**AUSGANGSTEXT:**
******
Wahrlich leiden die Brexiteers immer stärker am "magischen Denken" - in diesem Zusammenhang ein Euphemismus für Arroganz und Hybris. Einer Antwort auf die Frage, wie eine harte Grenze zwischen Nordirland und der Republik Irland im Falle eines endgültigen Austritts des Vereinigten Königreichs aus Zollunion und Binnenmarkt mit der EU vermieden und die Gefahr eines Wiederaufflammens der "Troubles" gebannt werden kann, sind sie bis heute schuldig geblieben, beharren jedoch auf die Beseitigung des von May Ende 2018 mit Brüssels ausgehandelten "Backstop", der jene Unwägbarkeiten vorerst beseitigen sollte. Am 11. Februar hat Mays junger und extrem ehrgeiziger Verteidigungsminister Gavin Williamson in einer denkwürdigen Rede die neue aggressive Militärdoktrin Großbritanniens der Post-Brexit-Ära skizziert und dabei indirekt China und Rußland den Krieg erklärt. Daraufhin hat Peking bevorstehende Handelsgespräche mit London aufgekündigt. Eine gewinnbringende Diplomatie sieht anders aus.
******
**DATENSÄTZE:**
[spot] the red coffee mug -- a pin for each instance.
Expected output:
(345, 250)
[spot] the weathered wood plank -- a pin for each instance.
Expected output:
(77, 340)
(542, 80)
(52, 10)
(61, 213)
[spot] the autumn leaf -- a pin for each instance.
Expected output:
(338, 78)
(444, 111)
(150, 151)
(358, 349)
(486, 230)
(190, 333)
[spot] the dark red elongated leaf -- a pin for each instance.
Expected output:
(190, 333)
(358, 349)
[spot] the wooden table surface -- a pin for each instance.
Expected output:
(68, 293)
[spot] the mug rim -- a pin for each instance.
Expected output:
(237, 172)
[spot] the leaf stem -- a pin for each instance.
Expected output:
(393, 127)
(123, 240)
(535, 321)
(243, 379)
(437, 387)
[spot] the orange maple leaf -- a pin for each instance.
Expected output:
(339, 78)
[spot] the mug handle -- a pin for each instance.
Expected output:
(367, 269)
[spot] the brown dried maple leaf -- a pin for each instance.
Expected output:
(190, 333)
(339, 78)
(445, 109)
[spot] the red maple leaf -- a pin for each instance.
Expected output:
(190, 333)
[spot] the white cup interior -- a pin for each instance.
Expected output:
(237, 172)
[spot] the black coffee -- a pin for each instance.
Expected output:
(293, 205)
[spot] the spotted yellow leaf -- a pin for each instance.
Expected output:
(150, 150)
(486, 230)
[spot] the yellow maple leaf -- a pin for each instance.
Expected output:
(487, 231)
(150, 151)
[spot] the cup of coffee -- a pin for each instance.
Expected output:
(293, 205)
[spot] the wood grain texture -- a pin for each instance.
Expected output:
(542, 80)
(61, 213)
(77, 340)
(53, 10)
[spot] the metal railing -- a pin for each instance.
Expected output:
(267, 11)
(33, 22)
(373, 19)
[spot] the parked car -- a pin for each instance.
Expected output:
******
**AUFGABENSTELLUNG:** Gib den Ausgangstext über die Brexiteers vollständig und Zeichen für Zeichen unverändert aus.

**LÖSUNG:**
Wahrlich leiden die Brexiteers immer stärker am "magischen Denken" - in diesem Zusammenhang ein Euphemismus für Arroganz und Hybris. Einer Antwort auf die Frage, wie eine harte Grenze zwischen Nordirland und der Republik Irland im Falle eines endgültigen Austritts des Vereinigten Königreichs aus Zollunion und Binnenmarkt mit der EU vermieden und die Gefahr eines Wiederaufflammens der "Troubles" gebannt werden kann, sind sie bis heute schuldig geblieben, beharren jedoch auf die Beseitigung des von May Ende 2018 mit Brüssels ausgehandelten "Backstop", der jene Unwägbarkeiten vorerst beseitigen sollte. Am 11. Februar hat Mays junger und extrem ehrgeiziger Verteidigungsminister Gavin Williamson in einer denkwürdigen Rede die neue aggressive Militärdoktrin Großbritanniens der Post-Brexit-Ära skizziert und dabei indirekt China und Rußland den Krieg erklärt. Daraufhin hat Peking bevorstehende Handelsgespräche mit London aufgekündigt. Eine gewinnbringende Diplomatie sieht anders aus.